* **DATASET CONTENT**
◇ ◇ ◇ ◇ ◇

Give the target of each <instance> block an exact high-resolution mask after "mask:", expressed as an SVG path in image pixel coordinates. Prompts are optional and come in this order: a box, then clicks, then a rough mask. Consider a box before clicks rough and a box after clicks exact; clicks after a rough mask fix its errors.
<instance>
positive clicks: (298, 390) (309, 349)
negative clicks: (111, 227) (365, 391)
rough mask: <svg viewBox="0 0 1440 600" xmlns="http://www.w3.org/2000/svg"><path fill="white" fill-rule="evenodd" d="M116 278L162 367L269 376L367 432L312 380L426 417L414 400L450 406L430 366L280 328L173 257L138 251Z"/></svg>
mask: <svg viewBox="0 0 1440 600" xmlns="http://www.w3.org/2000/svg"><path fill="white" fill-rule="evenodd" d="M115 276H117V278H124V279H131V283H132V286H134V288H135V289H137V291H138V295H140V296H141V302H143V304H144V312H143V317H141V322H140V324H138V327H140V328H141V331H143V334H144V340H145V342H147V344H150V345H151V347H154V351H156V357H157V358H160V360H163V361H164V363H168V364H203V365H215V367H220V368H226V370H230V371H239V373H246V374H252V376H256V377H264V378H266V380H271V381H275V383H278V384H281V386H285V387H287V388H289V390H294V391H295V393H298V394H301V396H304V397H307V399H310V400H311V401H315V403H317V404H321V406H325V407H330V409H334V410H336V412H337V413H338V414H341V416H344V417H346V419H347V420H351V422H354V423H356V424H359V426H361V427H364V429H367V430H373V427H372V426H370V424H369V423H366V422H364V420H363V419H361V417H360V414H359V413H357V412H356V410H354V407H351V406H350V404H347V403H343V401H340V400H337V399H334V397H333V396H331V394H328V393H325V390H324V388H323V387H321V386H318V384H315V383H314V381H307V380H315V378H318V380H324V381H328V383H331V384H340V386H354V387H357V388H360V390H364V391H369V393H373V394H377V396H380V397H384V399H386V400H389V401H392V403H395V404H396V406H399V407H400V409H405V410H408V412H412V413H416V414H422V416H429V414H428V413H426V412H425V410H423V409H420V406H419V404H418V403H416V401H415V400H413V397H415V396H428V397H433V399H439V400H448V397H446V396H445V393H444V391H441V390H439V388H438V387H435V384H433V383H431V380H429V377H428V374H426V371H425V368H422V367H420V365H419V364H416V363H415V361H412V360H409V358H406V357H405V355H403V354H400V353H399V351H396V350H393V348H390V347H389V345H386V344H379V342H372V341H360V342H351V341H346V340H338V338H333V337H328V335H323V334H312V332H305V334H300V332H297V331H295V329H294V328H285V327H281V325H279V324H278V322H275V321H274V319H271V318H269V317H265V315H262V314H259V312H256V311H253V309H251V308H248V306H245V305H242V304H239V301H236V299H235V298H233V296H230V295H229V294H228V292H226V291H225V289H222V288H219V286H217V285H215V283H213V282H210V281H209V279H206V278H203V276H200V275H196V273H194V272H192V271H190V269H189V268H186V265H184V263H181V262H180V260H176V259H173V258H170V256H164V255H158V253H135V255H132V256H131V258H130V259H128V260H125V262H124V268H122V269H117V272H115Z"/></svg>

◇ ◇ ◇ ◇ ◇

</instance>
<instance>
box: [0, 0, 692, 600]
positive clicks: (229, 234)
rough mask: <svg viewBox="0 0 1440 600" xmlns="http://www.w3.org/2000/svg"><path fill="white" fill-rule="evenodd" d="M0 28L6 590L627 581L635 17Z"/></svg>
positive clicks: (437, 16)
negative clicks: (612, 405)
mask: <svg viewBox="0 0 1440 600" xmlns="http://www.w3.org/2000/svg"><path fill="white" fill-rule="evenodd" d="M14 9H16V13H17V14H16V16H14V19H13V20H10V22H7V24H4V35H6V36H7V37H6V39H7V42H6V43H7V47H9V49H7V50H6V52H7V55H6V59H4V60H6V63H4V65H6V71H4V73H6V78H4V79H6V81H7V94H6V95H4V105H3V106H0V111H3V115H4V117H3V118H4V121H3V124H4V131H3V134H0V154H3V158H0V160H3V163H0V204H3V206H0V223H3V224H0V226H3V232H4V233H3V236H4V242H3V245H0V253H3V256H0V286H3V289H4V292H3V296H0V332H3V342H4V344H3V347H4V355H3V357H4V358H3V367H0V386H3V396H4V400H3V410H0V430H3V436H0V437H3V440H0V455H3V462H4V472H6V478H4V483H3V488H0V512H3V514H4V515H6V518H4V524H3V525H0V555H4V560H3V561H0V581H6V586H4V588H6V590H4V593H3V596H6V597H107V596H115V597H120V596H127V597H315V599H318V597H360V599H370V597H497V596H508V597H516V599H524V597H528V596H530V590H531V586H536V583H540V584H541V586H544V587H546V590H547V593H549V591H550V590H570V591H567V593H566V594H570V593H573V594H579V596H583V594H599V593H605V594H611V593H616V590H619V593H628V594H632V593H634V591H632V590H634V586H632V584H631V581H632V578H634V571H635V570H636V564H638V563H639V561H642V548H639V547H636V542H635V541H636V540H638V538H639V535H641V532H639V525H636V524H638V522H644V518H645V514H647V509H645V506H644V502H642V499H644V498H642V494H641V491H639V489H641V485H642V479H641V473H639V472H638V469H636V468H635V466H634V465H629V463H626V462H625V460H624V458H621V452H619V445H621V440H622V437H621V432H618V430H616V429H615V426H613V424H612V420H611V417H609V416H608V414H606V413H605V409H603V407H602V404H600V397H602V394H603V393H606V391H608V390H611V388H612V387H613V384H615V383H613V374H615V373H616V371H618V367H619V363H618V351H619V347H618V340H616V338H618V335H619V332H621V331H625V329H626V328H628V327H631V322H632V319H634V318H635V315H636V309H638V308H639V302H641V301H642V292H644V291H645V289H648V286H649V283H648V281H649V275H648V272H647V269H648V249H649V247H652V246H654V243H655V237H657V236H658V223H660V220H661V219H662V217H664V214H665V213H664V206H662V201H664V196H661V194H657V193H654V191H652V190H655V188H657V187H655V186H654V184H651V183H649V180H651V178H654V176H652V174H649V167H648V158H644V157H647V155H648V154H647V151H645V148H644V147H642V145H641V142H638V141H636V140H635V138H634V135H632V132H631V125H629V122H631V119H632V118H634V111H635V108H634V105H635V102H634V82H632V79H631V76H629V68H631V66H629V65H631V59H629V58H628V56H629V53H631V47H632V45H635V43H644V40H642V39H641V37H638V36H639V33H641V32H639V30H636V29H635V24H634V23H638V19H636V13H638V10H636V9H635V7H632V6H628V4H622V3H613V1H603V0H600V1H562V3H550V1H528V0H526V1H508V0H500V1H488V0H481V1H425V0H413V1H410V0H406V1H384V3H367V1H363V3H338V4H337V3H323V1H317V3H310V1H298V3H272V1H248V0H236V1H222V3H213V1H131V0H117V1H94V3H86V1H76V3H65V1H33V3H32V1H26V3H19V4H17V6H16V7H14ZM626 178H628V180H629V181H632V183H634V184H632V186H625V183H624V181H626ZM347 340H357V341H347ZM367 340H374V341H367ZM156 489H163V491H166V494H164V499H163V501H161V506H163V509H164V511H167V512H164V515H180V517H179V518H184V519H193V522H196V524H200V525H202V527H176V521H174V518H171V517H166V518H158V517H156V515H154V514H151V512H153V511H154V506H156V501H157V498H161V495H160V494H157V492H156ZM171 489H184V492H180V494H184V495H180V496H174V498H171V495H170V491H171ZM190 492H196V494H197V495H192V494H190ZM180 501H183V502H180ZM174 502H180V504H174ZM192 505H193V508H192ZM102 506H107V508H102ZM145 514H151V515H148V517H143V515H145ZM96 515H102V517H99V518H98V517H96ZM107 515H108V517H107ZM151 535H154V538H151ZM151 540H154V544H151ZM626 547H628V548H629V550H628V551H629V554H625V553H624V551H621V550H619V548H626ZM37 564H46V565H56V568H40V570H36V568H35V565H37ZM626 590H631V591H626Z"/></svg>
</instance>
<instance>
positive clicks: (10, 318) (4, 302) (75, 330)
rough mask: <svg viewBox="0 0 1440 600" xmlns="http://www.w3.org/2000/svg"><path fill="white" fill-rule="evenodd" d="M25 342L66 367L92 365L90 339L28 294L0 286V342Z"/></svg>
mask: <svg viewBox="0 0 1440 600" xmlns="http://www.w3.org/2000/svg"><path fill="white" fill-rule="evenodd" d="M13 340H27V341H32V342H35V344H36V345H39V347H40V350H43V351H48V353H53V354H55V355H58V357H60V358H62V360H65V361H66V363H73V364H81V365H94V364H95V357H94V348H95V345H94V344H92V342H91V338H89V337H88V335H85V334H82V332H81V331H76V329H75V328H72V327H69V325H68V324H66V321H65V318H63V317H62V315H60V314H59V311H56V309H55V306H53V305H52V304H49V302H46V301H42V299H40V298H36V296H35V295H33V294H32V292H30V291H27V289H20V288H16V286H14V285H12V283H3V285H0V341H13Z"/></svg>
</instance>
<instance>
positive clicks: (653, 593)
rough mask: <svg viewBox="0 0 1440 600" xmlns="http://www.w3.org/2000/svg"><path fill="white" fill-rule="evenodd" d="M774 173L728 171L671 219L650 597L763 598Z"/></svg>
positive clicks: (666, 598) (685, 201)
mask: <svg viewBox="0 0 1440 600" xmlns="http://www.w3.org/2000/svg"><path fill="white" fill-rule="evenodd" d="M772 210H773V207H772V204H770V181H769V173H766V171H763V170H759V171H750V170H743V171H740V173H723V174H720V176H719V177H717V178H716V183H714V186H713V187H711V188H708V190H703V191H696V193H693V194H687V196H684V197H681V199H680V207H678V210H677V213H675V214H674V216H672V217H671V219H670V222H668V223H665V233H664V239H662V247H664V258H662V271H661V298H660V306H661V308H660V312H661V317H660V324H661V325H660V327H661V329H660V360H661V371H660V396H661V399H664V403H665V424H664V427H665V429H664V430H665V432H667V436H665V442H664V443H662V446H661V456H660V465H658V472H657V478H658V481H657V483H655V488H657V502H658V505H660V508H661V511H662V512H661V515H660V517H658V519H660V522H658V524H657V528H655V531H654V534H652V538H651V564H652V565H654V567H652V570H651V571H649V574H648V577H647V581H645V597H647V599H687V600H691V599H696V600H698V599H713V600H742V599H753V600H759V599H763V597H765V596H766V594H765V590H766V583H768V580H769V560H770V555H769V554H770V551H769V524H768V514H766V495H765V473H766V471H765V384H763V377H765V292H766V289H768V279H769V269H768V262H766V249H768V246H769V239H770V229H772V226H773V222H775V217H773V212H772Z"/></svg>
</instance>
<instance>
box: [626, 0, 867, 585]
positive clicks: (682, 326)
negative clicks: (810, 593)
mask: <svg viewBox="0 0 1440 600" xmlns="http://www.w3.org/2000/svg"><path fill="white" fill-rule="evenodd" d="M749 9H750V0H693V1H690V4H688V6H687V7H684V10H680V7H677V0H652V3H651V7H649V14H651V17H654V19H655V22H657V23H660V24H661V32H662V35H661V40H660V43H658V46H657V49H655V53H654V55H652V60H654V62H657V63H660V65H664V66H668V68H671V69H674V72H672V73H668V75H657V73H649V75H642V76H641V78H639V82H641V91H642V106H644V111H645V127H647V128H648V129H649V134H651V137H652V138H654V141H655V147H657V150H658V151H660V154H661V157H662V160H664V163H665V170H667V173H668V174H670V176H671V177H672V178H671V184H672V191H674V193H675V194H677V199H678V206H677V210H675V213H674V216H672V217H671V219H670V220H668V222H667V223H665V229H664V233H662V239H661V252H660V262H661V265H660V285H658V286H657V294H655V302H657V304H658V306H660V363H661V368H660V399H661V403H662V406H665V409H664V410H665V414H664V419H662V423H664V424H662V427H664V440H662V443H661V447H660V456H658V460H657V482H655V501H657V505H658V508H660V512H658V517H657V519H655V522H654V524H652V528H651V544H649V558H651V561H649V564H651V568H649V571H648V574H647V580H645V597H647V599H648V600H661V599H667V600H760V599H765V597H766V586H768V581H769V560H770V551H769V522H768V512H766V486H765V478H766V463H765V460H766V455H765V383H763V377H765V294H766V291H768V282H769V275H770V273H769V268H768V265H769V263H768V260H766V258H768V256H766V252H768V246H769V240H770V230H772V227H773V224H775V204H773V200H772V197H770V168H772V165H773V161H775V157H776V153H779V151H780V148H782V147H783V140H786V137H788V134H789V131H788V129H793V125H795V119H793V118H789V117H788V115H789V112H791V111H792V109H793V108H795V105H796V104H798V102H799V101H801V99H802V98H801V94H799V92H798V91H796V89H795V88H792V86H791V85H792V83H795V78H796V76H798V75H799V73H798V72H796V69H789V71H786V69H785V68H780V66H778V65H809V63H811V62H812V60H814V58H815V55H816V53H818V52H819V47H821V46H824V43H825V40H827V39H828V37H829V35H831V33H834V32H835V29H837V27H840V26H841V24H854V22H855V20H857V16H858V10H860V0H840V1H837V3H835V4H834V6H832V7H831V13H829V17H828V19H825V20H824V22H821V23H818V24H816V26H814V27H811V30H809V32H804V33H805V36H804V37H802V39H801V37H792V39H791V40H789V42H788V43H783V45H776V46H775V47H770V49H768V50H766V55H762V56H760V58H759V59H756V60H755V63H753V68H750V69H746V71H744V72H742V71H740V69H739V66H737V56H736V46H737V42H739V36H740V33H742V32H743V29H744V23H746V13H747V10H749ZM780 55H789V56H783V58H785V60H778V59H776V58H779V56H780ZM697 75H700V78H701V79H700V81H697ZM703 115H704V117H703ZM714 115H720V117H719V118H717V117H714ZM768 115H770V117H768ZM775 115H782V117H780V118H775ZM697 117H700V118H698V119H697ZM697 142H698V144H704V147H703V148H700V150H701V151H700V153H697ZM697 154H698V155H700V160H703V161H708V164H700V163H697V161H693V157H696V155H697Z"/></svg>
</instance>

◇ ◇ ◇ ◇ ◇

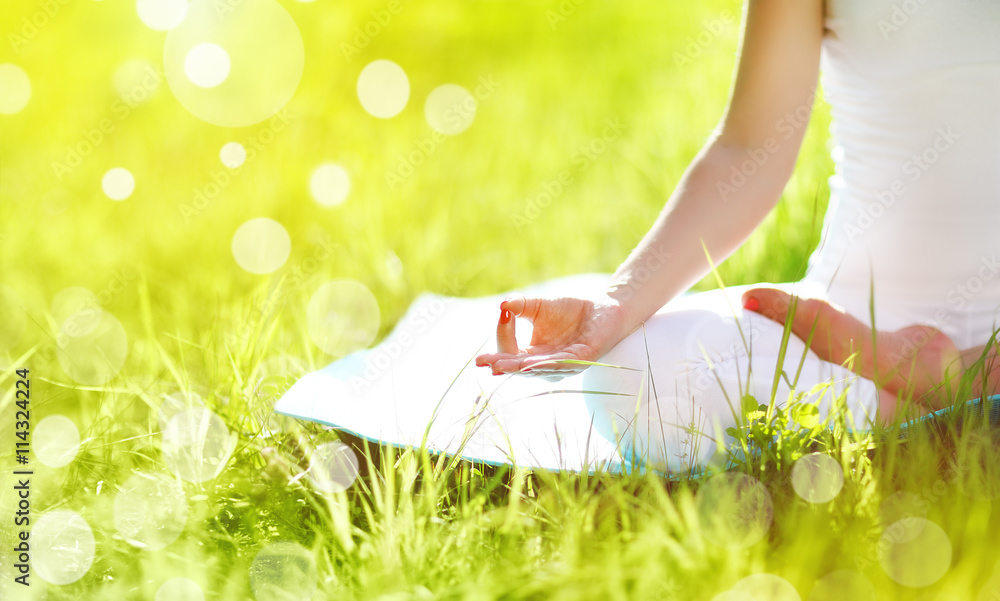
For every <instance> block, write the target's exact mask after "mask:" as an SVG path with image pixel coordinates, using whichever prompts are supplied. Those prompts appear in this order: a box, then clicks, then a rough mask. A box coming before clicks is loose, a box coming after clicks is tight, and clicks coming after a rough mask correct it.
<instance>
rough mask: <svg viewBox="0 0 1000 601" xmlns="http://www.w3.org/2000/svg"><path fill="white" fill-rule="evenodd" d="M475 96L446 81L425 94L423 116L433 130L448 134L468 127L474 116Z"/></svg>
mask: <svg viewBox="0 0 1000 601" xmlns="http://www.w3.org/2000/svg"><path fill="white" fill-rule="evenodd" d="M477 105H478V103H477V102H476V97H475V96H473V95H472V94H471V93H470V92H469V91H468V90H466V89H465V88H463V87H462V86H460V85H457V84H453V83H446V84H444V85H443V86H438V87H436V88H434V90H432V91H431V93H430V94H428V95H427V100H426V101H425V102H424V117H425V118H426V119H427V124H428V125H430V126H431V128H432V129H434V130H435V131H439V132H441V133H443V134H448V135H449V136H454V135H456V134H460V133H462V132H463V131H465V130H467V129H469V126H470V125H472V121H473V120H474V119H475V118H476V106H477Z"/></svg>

◇ ◇ ◇ ◇ ◇

Of the lines above, copy each that contains "before".

Give the target of each <instance> block an exact high-resolution mask after "mask:", expressed as an SVG path in image pixel coordinates. Prompts are optional and come in this order: a box, then clicks, then a rough mask. Consider a box before clicks rough and a box after clicks exact; clicks after a rough mask fix its errors.
For every <instance> block, write the target's exact mask after "mask:" as an SVG path with image pixel coordinates, using whichever prompts are supplied. Those prompts appear in this order: a box, then clicks, then a rough mask. A box coming before clicks is loose, a box coming after clicks is tight, and clicks coming after a rough mask correct it.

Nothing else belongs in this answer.